## AUFGABE
Erklären Sie anhand der Pfingstgedanken, worauf der Text es zurückführt, dass Menschen die Botschaft Jesu oft nicht verstehen, obwohl in den Gemeinden dieselbe Sprache gesprochen wird.

## ANGEZEIGTER TEXT

Pfingstgedanken

Liebe Gemeinde,

viele bunte Luftballone sind auf unserem Titelbild zu sehen. Bunt wie die Vielfalt des Lebens. Dieselbe Vielfalt, die auch das Geschehen an Pfingsten beschreibt. Die Apostelgeschichte schreibt darüber Folgendes:

An Schavuot, 50 Tage nach Pessach, waren wieder alle, die zu Jesus hielten, versammelt. Plötzlich gab es ein mächtiges Rauschen, wie wenn ein Sturm vom Himmel herabweht. Das Rauschen erfüllte das ganze Haus, in dem sie waren. Dann sahen sie etwas wie Feuer, das sich zerteilte, und auf jeden von ihnen ließ sich etwas wie eine Flammenzunge nieder. Alle wurden vom Geist Gottes erfüllt und begannen in verschiedenen Sprachen zu reden, jeder und jede wie es ihnen der Geist Gottes eingab. (Apostelgeschichte 2,1-4)

Dort in Jerusalem waren Menschen aus aller Herren Länder versammelt, aus den Ländern rund um das Mittelmeer, Krethi und Plethi (Kreter und Palästinenser) eben. Und jeder konnte auf einmal verstehen, was die Jünger Jesu mit ihrer, mit Seiner Botschaft meinten. Über alle Unterschiede, über alle Abgrenzungen hinweg war allen mit einem Mal klar, worum es ging.

Ich denke, dass die Kommunikation unserer Botschaft, der Botschaft Jesu oft darunter leidet, dass Menschen uns nicht verstehen, obwohl wir in unseren Gemeinden gemeinhin doch dieselbe Sprache sprechen. Woran das liegt? Vielleicht daran, dass unserer Botschaft die Glaubwürdigkeit fehlt, dass wir mit unserem Leben unserer Botschaft im Wege stehen. Schon Nietzsche bemerkte, dass man den Christen ihr Erlöstsein oft so wenig ansieht. Das ist aber nur ein Ausschnitt dessen, was das “Verstehen” der Botschaft von der Liebe Gottes zu uns Menschen, zu seiner Schöpfung behindert.

## BEREITGESTELLTE DATEN
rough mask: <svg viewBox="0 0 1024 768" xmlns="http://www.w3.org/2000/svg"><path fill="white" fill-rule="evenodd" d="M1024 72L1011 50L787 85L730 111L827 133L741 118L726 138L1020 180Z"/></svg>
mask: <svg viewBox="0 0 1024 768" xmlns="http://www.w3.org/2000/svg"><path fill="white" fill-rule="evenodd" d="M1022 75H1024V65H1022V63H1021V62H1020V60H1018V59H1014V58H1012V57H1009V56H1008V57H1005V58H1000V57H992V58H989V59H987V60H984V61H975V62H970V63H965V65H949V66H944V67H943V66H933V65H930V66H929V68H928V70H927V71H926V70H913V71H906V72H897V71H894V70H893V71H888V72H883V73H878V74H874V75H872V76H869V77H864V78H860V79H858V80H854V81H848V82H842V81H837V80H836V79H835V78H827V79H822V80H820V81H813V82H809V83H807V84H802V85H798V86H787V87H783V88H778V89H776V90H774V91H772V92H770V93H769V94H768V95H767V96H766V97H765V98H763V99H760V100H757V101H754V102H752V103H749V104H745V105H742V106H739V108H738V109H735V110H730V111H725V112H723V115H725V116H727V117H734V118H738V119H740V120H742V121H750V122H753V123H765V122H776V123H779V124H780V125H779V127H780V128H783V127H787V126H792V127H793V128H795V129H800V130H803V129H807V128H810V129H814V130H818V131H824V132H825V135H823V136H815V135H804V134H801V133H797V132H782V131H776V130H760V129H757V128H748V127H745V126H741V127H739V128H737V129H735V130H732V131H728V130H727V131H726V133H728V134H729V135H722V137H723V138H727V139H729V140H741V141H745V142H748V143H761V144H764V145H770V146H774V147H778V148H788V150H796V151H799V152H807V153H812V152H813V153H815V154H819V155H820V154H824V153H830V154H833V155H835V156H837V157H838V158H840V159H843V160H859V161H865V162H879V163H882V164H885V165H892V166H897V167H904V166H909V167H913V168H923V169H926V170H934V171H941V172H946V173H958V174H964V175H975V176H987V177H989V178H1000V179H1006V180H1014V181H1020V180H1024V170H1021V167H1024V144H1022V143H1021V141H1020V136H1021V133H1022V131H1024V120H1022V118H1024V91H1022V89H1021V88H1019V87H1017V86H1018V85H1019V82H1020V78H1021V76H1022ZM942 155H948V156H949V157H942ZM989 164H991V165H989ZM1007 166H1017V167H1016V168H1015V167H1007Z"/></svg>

## LÖSUNG
Als mögliche Ursache nennt der Text fehlende Glaubwürdigkeit: Die Christen stünden mit ihrem eigenen Leben ihrer Botschaft im Wege. Dazu verweist er auf Nietzsches Bemerkung, man sehe den Christen ihr Erlöstsein oft so wenig an. Zugleich hält der Text fest, dass dies nur ein Ausschnitt dessen ist, was das Verstehen der Botschaft behindert.